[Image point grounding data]
*-*-*

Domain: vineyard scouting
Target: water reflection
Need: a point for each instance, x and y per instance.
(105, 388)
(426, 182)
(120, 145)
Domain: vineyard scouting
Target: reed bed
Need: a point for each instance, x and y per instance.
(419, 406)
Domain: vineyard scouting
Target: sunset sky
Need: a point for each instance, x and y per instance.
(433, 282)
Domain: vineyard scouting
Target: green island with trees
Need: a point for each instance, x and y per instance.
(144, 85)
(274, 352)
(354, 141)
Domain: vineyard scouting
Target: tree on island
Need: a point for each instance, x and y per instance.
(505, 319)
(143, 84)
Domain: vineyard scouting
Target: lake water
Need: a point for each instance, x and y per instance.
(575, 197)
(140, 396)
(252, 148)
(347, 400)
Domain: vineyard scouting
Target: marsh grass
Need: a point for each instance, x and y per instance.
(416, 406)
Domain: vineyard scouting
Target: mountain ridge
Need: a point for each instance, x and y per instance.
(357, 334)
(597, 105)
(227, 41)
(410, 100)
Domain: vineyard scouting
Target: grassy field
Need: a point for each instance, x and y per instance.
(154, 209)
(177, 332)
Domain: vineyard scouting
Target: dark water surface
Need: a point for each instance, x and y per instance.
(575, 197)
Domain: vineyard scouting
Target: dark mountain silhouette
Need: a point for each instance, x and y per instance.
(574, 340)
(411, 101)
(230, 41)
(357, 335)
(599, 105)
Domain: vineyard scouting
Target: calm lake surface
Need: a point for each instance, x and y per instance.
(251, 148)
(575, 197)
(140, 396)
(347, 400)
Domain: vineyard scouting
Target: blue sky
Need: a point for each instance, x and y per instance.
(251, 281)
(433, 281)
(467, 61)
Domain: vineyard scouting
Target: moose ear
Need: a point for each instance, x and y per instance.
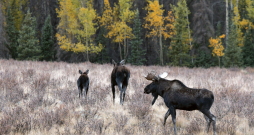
(113, 62)
(163, 75)
(122, 62)
(80, 71)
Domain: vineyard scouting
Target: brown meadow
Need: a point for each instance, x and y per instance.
(42, 98)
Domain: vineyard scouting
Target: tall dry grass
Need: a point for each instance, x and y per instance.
(42, 98)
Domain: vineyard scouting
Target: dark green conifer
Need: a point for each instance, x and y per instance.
(137, 52)
(28, 48)
(12, 35)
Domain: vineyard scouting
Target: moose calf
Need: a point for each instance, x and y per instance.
(120, 77)
(83, 82)
(177, 96)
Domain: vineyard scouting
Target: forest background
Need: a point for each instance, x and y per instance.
(192, 33)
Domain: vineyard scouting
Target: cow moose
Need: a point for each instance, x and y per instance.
(177, 96)
(120, 77)
(83, 82)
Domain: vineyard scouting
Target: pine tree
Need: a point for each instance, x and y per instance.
(203, 59)
(248, 49)
(180, 46)
(47, 44)
(12, 34)
(136, 51)
(233, 56)
(102, 57)
(29, 48)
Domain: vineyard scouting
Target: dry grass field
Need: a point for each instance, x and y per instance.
(42, 98)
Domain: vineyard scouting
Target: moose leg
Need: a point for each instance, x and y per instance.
(113, 91)
(124, 89)
(166, 116)
(173, 114)
(208, 121)
(80, 91)
(155, 97)
(121, 92)
(212, 119)
(86, 91)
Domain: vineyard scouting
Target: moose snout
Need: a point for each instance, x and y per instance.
(145, 91)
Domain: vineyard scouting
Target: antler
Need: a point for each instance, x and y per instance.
(151, 76)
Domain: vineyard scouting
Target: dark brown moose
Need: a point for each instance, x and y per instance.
(120, 77)
(177, 96)
(83, 82)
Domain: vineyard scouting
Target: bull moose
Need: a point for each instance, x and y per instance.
(177, 96)
(83, 82)
(120, 77)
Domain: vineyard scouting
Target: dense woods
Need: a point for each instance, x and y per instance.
(193, 33)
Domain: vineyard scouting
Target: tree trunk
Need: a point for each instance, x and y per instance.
(87, 45)
(189, 36)
(120, 50)
(219, 60)
(226, 23)
(161, 53)
(124, 45)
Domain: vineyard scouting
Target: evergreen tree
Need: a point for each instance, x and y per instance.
(233, 56)
(12, 34)
(47, 44)
(180, 47)
(102, 57)
(28, 48)
(248, 49)
(203, 59)
(136, 51)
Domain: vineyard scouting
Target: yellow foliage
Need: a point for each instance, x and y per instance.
(107, 16)
(236, 21)
(70, 12)
(68, 17)
(155, 21)
(222, 36)
(217, 46)
(118, 30)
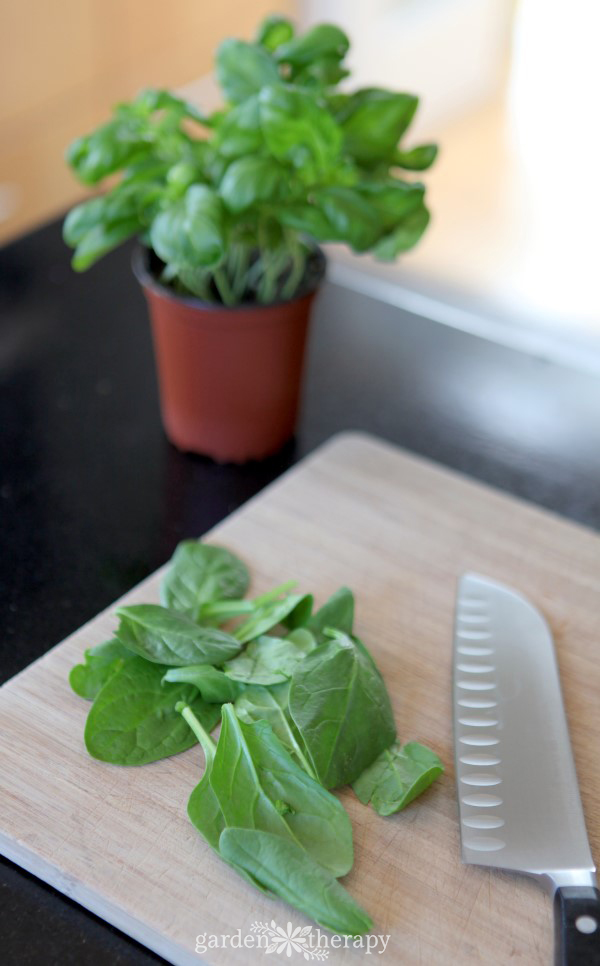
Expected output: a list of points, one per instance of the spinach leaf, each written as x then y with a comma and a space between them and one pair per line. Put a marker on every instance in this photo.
101, 662
397, 776
258, 785
340, 705
271, 660
214, 686
286, 870
337, 612
168, 637
203, 808
293, 610
257, 703
404, 236
133, 719
200, 572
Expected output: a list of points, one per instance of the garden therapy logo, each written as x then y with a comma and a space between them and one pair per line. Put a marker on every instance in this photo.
308, 942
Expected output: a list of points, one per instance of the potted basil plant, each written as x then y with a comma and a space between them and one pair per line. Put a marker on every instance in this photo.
230, 209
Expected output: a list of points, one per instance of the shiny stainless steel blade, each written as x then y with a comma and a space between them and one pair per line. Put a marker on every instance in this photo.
517, 788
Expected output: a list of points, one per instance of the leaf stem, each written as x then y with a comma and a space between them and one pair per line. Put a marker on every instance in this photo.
226, 608
272, 595
208, 745
223, 287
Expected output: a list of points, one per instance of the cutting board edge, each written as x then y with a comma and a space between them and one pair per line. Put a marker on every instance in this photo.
105, 910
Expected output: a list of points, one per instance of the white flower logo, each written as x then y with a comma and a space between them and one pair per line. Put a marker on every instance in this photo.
289, 940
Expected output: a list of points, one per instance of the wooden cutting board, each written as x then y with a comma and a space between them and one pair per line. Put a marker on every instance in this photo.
399, 531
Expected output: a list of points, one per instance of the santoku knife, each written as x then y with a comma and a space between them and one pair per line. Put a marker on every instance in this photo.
518, 798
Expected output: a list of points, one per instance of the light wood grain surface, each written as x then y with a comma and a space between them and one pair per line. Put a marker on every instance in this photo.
399, 531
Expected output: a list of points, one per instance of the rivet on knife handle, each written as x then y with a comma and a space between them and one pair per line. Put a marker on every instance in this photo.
577, 921
517, 787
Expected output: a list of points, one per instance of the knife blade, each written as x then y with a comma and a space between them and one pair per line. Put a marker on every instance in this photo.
519, 803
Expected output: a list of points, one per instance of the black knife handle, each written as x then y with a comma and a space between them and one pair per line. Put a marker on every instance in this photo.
577, 926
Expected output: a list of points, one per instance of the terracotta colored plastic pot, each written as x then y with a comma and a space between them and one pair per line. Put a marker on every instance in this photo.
229, 378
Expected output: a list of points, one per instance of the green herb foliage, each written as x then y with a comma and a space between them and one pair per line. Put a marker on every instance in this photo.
214, 686
397, 776
200, 573
133, 719
271, 660
286, 870
233, 202
257, 703
258, 785
304, 709
101, 662
275, 797
340, 705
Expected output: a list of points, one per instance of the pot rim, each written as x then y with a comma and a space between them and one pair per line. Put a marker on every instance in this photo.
141, 270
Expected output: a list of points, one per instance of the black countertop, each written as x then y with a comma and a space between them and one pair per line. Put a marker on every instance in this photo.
93, 498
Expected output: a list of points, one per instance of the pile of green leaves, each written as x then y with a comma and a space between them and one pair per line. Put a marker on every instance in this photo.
303, 710
232, 203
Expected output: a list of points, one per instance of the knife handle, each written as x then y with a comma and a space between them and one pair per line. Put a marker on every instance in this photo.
577, 925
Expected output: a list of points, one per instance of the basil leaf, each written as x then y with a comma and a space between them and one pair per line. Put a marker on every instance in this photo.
397, 777
353, 219
243, 69
102, 239
238, 132
298, 130
133, 719
271, 660
405, 236
373, 121
393, 199
417, 159
337, 612
101, 662
287, 871
199, 573
168, 637
323, 42
191, 231
340, 705
306, 219
274, 31
214, 686
253, 179
274, 794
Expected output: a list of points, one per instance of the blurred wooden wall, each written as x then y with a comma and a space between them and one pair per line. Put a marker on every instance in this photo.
64, 64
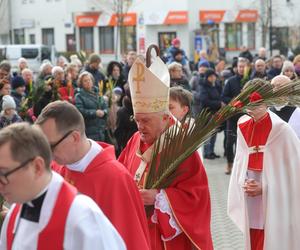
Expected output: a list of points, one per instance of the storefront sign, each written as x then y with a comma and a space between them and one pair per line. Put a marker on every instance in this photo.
129, 19
166, 18
249, 16
176, 17
215, 16
87, 20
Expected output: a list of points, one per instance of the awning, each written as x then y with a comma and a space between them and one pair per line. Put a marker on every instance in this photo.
215, 16
129, 19
166, 17
249, 16
228, 16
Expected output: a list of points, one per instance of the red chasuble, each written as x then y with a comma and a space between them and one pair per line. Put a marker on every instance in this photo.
256, 134
108, 183
189, 200
55, 230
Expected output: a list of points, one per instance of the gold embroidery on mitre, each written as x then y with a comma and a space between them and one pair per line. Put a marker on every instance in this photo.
139, 77
155, 105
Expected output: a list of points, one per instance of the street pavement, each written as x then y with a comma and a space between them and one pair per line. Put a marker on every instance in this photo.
226, 236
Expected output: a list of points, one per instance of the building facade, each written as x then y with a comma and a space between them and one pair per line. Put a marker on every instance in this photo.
103, 27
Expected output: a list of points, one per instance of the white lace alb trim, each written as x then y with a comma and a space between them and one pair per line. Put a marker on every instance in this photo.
162, 205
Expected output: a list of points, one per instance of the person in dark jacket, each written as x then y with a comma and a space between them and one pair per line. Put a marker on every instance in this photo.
177, 76
246, 54
92, 107
130, 58
125, 125
18, 91
195, 82
115, 78
231, 89
275, 70
93, 68
259, 70
210, 98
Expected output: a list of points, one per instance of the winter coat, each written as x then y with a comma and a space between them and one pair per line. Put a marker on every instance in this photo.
172, 51
125, 126
273, 72
231, 89
17, 98
88, 103
210, 97
98, 76
195, 83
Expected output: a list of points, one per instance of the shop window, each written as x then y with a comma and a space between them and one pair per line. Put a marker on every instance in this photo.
128, 38
106, 39
234, 37
251, 35
164, 42
29, 53
87, 39
48, 36
19, 36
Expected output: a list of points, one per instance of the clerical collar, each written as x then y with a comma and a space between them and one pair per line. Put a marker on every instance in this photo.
31, 210
83, 163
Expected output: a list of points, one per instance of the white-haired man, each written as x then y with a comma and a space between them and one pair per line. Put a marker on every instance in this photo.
187, 198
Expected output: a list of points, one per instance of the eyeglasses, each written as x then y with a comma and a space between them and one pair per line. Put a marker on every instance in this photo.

*-*-*

§ WORK ITEM:
How many lines in the entries above include the string "field"? Please answer with that number and nothing more.

§ EXERCISE RESULT:
2